Let us assume (wildly and inaccurately) that one hundred thousand people have been killed by nuclear operations in the lifetime of nuclear power. How does this compare with the monthly deaths from air pollution?

You cite a claim by a person who "did not give the exact number of cancer cases he has found," and you think you should be taken seriously?

As for HF, I noted that you did not call for the shutdown of either the refrigeration industry or the aluminum industry which use HF on a scale that is 20 times larger than the nuclear industry (which by the way is EQUAL to amount used by the solar industry - which produces less than 1/20 th the amount of the energy that the nuclear industry produces, at over 20X the cost.)

Now, I am going to repeat myself understanding completely the poor ability of members of the anti-nuke religion to think: Nuclear power saves lives.

Nuclear power produces 20% of the world's energy, a fraction that is increasing every day. Watt for Watt it is the safest form of energy currently available at a large and affordable scale. This does not mean that it is harmless and that zero people will have adverse effects from the use of nuclear energy. This means that nuclear energy is the risk minimized solution available to the planet in 2004.

Now I know that people will mindlessly stumble with very little critical thinking finding the cases of 50 guys who got cancer while working at a nuclear plant. Necessarily these claims will be unaccompanied with any analysis of the health history of these individuals (i.e. whether they smoke, drank or had worked as asbestos miners, or lived in Los Angeles smog for a few decades or coal miners) and make a defacto assignment of "radiation induced cancer". Fine. I'll buy it. Let's say that everyone you mentioned was killed or will be killed by the Uranium fuel cycle. How many exajoules of nuclear power generation, how many centuries of operations will it take to equal the deaths attributable to coal operations in the last two months? Any idea? I thought not.

## Source data:
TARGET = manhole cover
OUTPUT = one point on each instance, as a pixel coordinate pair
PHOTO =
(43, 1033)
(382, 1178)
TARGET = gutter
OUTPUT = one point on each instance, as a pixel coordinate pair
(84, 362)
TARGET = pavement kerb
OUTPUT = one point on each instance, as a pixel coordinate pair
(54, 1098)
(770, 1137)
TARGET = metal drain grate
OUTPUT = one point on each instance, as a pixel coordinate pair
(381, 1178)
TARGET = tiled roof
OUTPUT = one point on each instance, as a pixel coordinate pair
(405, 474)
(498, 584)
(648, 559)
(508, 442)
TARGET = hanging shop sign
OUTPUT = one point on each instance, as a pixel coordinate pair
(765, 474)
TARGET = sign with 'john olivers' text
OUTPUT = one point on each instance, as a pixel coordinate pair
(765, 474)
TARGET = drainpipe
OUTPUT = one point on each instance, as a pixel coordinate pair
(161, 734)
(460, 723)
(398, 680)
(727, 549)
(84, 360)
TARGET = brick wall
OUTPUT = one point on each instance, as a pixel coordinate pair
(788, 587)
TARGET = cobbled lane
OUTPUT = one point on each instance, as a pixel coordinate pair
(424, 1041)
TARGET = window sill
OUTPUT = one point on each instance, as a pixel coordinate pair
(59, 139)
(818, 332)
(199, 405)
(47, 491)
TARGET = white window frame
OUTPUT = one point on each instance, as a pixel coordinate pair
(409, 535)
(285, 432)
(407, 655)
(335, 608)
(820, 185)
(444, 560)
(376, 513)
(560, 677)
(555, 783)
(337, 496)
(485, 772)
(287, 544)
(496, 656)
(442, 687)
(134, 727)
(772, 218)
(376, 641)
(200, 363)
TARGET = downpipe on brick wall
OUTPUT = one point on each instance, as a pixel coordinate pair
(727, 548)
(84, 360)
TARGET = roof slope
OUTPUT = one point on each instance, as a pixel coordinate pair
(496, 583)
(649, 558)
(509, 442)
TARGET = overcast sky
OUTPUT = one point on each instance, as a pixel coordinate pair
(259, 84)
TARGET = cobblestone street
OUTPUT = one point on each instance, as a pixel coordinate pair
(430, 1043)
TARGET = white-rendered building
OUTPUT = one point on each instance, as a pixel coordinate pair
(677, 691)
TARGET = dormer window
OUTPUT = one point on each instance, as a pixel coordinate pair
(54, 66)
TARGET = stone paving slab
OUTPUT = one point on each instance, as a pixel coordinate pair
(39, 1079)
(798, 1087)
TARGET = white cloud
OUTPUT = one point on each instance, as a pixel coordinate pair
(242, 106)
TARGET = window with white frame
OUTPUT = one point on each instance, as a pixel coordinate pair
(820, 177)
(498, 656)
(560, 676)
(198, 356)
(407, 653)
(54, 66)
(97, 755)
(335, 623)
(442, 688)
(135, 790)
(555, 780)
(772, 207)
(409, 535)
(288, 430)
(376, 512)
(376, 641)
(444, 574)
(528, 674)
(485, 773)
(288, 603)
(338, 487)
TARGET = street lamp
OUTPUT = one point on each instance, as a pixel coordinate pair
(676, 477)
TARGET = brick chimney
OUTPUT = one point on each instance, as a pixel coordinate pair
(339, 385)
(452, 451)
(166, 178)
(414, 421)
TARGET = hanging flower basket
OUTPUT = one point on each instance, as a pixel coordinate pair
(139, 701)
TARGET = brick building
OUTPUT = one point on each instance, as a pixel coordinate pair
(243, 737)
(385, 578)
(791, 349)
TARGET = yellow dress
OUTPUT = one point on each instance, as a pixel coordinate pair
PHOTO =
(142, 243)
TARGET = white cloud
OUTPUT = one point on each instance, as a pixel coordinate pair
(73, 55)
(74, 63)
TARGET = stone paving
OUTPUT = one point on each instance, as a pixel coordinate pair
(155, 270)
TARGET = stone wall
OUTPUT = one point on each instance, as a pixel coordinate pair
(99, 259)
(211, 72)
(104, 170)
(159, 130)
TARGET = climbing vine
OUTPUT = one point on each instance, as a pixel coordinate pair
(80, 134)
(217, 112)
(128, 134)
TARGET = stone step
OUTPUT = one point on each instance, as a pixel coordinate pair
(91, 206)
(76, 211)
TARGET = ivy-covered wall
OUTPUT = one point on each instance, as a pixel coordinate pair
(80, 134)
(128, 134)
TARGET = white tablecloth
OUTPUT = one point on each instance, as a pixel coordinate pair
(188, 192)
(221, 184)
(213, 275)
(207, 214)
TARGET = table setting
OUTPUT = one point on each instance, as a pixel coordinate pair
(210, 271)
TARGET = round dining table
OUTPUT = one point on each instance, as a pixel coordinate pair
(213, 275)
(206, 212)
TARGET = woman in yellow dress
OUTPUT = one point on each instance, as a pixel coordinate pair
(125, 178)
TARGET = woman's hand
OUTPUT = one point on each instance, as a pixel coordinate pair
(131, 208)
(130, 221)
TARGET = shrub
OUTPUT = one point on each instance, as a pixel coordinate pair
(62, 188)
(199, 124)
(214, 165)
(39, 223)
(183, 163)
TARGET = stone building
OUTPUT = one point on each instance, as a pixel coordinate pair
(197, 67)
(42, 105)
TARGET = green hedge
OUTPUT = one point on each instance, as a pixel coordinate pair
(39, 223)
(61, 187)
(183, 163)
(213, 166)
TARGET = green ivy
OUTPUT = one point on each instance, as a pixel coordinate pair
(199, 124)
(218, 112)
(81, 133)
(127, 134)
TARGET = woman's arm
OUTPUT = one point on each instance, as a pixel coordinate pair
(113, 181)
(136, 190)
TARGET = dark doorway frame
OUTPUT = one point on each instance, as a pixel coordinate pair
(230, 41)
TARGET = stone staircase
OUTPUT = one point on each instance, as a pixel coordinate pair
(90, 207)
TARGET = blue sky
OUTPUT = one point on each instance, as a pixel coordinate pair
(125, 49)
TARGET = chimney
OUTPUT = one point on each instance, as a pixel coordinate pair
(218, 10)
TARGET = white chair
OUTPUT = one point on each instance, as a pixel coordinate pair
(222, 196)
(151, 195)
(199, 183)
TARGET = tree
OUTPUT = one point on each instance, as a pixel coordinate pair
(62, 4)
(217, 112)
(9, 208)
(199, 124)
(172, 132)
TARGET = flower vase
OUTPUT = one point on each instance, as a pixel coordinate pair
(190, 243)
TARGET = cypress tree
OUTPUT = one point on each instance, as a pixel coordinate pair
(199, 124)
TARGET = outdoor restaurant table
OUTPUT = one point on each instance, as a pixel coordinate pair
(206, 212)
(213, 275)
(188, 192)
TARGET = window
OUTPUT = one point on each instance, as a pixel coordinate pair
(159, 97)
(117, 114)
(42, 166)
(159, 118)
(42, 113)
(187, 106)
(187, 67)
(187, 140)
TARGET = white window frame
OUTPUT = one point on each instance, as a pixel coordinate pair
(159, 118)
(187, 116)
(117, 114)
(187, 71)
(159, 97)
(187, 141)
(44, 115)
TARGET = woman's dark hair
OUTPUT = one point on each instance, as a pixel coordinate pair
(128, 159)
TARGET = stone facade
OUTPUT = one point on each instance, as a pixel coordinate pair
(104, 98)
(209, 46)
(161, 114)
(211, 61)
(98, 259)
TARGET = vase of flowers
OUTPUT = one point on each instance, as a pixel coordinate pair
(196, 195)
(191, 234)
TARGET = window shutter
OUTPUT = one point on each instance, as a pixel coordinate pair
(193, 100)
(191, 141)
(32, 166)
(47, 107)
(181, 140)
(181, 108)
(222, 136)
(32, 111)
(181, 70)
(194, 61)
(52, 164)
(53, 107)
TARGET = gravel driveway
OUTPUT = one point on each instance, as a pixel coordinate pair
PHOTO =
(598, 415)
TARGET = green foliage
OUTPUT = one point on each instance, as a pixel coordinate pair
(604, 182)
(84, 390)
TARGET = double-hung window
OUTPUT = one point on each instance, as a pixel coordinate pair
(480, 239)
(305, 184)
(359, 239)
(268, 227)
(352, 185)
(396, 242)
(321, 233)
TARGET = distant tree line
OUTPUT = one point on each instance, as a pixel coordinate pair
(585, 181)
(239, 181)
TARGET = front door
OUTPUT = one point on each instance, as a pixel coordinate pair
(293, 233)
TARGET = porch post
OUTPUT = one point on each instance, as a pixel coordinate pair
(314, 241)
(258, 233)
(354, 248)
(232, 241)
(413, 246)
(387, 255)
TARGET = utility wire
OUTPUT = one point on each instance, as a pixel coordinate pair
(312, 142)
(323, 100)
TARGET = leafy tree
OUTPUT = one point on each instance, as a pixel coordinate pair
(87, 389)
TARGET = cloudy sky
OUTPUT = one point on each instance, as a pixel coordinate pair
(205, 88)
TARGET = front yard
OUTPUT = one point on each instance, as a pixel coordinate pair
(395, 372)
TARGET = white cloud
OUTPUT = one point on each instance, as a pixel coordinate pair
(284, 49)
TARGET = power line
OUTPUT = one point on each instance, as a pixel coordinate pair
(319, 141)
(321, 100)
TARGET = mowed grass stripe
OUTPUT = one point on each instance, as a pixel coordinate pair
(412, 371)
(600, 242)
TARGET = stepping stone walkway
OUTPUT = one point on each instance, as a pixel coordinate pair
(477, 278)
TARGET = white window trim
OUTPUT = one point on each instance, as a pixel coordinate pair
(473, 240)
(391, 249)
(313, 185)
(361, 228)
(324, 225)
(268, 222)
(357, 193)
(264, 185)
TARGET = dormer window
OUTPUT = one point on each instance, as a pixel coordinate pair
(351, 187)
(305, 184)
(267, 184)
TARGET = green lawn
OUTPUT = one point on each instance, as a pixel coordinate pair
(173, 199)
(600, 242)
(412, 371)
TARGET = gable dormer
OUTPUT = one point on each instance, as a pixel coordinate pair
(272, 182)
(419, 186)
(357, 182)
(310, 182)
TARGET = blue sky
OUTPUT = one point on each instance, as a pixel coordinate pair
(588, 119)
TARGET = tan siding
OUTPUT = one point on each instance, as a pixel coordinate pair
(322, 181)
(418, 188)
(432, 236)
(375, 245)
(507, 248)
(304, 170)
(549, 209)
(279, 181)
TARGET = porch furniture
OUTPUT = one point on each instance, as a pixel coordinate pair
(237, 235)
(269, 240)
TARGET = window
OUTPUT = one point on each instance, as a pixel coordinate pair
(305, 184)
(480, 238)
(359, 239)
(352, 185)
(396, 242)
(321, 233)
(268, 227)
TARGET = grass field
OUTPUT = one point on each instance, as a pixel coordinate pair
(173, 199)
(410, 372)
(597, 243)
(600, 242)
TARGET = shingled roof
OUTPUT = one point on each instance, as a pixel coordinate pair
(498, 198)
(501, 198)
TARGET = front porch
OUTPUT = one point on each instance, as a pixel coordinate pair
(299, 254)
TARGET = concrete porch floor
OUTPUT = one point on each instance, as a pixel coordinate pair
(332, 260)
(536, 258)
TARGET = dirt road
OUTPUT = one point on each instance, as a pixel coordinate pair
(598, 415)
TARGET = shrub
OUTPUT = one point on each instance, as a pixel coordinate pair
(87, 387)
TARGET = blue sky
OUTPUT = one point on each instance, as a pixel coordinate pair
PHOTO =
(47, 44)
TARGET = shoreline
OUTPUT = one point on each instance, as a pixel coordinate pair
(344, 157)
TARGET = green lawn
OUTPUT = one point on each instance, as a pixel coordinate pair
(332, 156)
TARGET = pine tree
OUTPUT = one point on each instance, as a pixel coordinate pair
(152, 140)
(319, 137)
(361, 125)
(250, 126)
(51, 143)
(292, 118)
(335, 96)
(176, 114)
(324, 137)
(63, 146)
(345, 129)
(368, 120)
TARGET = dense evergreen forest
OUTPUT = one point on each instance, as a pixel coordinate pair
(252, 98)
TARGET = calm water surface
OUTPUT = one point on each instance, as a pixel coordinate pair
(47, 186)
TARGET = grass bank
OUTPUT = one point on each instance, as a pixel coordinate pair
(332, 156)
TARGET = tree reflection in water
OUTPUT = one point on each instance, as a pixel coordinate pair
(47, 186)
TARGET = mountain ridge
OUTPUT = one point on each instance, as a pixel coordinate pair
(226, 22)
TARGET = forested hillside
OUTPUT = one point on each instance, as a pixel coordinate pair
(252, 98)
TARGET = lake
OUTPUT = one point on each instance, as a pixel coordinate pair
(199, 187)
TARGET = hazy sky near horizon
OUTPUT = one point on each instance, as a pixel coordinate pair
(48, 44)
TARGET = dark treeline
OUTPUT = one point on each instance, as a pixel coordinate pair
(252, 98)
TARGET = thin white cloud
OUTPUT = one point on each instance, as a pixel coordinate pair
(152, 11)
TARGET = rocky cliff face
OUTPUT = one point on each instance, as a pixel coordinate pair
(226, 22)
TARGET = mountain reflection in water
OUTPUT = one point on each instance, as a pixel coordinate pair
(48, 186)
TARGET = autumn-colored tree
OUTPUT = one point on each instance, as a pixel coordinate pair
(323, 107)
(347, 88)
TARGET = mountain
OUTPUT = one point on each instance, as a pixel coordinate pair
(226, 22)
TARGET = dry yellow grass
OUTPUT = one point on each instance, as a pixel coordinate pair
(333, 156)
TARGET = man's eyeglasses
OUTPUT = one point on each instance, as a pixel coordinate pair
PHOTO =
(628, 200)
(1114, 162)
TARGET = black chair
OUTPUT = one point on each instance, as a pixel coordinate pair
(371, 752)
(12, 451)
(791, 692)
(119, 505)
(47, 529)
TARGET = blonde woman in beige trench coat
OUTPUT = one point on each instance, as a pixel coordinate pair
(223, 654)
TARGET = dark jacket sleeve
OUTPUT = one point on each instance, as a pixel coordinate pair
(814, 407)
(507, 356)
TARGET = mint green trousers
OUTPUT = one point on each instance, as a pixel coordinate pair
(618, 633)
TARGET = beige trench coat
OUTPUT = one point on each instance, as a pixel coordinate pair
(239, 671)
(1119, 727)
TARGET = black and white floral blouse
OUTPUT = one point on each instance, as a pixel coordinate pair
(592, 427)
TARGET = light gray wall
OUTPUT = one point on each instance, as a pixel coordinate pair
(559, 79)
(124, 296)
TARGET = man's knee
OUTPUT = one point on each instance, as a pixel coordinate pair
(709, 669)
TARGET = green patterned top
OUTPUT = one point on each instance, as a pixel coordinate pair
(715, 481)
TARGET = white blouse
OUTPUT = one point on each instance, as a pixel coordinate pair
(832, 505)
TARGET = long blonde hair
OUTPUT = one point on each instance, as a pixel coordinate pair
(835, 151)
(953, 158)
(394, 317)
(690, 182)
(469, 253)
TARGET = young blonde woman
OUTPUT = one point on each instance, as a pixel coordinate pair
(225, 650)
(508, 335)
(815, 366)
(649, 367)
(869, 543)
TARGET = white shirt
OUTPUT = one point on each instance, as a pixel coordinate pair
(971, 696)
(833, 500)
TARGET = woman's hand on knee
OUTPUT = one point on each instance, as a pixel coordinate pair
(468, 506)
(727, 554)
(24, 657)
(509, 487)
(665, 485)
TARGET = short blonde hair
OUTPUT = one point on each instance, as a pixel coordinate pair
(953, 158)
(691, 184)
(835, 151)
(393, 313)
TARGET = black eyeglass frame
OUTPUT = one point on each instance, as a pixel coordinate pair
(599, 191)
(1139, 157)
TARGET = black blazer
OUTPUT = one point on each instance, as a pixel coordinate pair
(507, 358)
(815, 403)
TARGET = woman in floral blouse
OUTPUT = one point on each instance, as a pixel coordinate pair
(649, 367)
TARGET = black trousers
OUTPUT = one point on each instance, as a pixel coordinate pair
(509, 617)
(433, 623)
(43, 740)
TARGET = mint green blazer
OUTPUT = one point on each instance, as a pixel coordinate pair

## Work order A:
Output, word for word, the part of the nuclear power post that opens with the words containing "Now, I am going" and closes with "planet in 2004.".
## Work order B:
In the nuclear power post, for which year does the writer call nuclear energy the risk-minimized solution available to the planet?
## Work order C:
Summarize the nuclear power post in two sentences.

## Answer space A:
Now, I am going to repeat myself understanding completely the poor ability of members of the anti-nuke religion to think: Nuclear power saves lives.

Nuclear power produces 20% of the world's energy, a fraction that is increasing every day. Watt for Watt it is the safest form of energy currently available at a large and affordable scale. This does not mean that it is harmless and that zero people will have adverse effects from the use of nuclear energy. This means that nuclear energy is the risk minimized solution available to the planet in 2004.

## Answer space B:
2004

## Answer space C:
The writer argues that nuclear power saves lives and is, watt for watt, the safest form of energy available at a large and affordable scale, while granting that it is not harmless. Dismissing cancer claims about nuclear workers as unanalyzed and noting that the refrigeration and aluminum industries use far more HF, the writer asks how many centuries of nuclear operations it would take to equal the deaths attributable to coal operations in the last two months.